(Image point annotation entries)
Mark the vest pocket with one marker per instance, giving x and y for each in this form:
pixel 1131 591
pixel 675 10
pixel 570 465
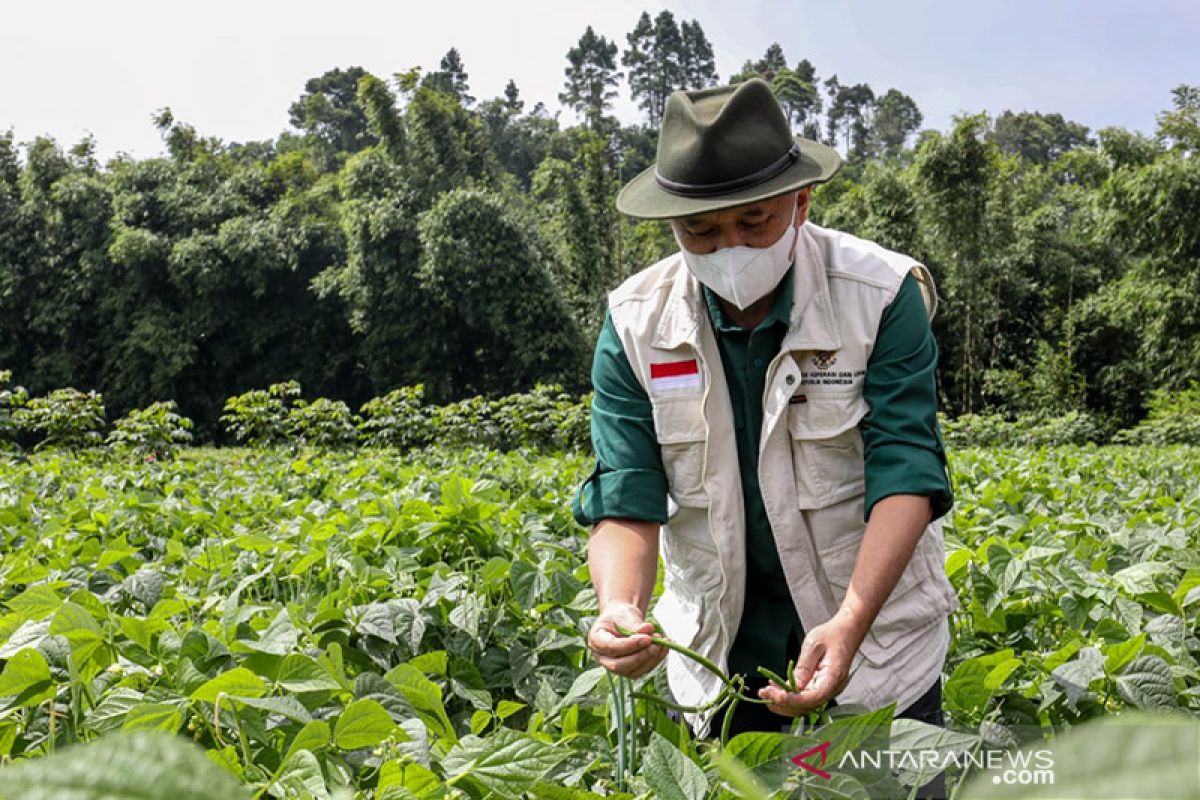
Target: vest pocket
pixel 681 432
pixel 917 600
pixel 827 447
pixel 689 589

[PROBLEM REQUIREMENTS]:
Express each line of the entries above as a JSON list of strings, one string per line, skipping blank lines. Leave the pictures out.

[EXERCISE RESULT]:
[
  "Mark the vest pocket with one marker per instance, giving x and y for each in this form:",
  "pixel 1131 591",
  "pixel 675 10",
  "pixel 570 465",
  "Target: vest pocket",
  "pixel 681 432",
  "pixel 917 600",
  "pixel 827 447",
  "pixel 689 589"
]